■ **Referring expression data**
++++
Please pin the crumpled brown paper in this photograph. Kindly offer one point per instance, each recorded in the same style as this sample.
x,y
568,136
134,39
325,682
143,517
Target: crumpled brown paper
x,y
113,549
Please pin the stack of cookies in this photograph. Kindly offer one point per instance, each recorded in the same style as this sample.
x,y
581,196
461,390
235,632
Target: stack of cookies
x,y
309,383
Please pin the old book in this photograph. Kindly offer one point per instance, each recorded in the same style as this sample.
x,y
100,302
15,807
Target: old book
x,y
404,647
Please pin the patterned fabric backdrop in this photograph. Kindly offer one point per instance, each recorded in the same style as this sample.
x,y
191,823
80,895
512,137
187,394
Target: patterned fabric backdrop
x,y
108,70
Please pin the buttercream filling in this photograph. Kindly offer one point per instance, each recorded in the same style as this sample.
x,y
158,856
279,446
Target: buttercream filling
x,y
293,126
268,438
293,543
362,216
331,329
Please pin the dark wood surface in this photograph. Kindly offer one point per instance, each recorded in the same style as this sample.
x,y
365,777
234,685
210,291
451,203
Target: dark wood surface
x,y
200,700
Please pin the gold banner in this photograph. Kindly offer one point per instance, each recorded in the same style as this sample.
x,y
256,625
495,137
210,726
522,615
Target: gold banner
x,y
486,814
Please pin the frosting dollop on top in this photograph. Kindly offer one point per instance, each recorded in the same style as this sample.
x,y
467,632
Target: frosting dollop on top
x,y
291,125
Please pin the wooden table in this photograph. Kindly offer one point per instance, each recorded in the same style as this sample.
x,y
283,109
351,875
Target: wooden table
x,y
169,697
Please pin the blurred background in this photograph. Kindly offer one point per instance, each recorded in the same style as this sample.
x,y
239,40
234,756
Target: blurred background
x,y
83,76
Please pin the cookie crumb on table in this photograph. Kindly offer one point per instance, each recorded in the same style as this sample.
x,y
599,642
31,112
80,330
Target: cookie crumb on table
++++
If a line above contains the word "crumb", list it.

■ **Output for this exercise**
Please pin the cookie crumb on table in this photograph. Kindly offer one point per instance, each recorded in the same style as this sample.
Target: cookie crumb on table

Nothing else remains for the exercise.